## REQUIREMENT A
Output the records as a numbered list, beginning with the line with "Category: wooden plank pile" and continuing through the last line of the records, both included. Leave out blank lines.

## EXTRACT PROVIDED
_ _ _
'THE KING AND I' AND CROAN BEE

As mentioned in Issue 275, the subject of the 2017 film The King and I is kenspeckle local resident Graham Croan Bee. 

Croan Bee lives in Scotland Street and is well known in a sartorial way for what he chooses to wear and when he doesn’t. He is also noted for imparting memorable greetings to all creatures great and small as he meanders in and around the area. Not infrequently, he bears fine bouquets of flowers. He belongs to the numerous Croan Bee family and is uncle to Daniel, current proprietor of Something Fishy in Broughton Street.

The film opens a casement on this remarkable gentleman’s world as we enter his astonishing residence and accompany him to a winter garden in Fife. He holds forth on his life and general ethos to long-time friend Juliet Henderson (of the Edinburgh vegan and vegetarian restaurant family).
_ _ _
## EXERCISE DATA
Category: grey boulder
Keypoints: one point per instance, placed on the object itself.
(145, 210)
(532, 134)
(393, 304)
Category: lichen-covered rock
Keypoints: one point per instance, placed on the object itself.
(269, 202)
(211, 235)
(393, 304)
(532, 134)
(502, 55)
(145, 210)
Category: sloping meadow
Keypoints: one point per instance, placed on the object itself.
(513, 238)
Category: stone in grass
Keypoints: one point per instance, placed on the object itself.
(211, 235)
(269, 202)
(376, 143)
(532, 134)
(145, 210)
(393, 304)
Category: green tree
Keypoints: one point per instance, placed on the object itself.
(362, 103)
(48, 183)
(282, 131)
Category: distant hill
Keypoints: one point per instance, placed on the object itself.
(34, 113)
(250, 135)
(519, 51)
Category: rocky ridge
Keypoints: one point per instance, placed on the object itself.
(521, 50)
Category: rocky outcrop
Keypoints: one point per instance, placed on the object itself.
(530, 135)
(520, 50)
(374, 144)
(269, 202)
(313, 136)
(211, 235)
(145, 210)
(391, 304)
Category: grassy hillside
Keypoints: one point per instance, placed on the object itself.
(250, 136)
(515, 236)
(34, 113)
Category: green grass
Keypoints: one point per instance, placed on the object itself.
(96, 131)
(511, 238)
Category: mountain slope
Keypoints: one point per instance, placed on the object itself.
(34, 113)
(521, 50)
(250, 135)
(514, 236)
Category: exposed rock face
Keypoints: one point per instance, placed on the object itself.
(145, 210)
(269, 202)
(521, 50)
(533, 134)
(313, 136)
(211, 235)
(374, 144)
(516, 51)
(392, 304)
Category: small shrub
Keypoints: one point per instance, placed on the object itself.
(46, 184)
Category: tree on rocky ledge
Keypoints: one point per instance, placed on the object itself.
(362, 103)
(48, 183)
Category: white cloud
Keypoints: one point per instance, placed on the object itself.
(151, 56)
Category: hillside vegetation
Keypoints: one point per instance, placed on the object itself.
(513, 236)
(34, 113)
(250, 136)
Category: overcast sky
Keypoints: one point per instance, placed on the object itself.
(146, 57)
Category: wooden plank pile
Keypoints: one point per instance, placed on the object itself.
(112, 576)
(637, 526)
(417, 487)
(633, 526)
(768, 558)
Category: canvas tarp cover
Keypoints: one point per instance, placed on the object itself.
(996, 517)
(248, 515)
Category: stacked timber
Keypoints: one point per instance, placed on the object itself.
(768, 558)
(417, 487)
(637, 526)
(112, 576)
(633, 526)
_ _ _
## REQUIREMENT B
Based on the piece about The King and I, say whether each statement agrees with it, giving yes or no and quoting the deciding words: (i) Croan Bee lives in Broughton Street. (ii) Croan Bee is the uncle of the current proprietor of Something Fishy. (iii) The film follows him to a winter garden in Fife.

## FULL SOLUTION A
1. Category: wooden plank pile
2. Keypoints: one point per instance, placed on the object itself.
3. (112, 576)
4. (637, 526)
5. (417, 487)
6. (633, 526)
7. (768, 558)
8. Category: canvas tarp cover
9. Keypoints: one point per instance, placed on the object itself.
10. (996, 517)
11. (248, 515)
12. Category: stacked timber
13. Keypoints: one point per instance, placed on the object itself.
14. (768, 558)
15. (417, 487)
16. (637, 526)
17. (112, 576)
18. (633, 526)

## FULL SOLUTION B
(i) No: "Croan Bee lives in Scotland Street"
(ii) Yes: "is uncle to Daniel, current proprietor of Something Fishy in Broughton Street"
(iii) Yes: "accompany him to a winter garden in Fife"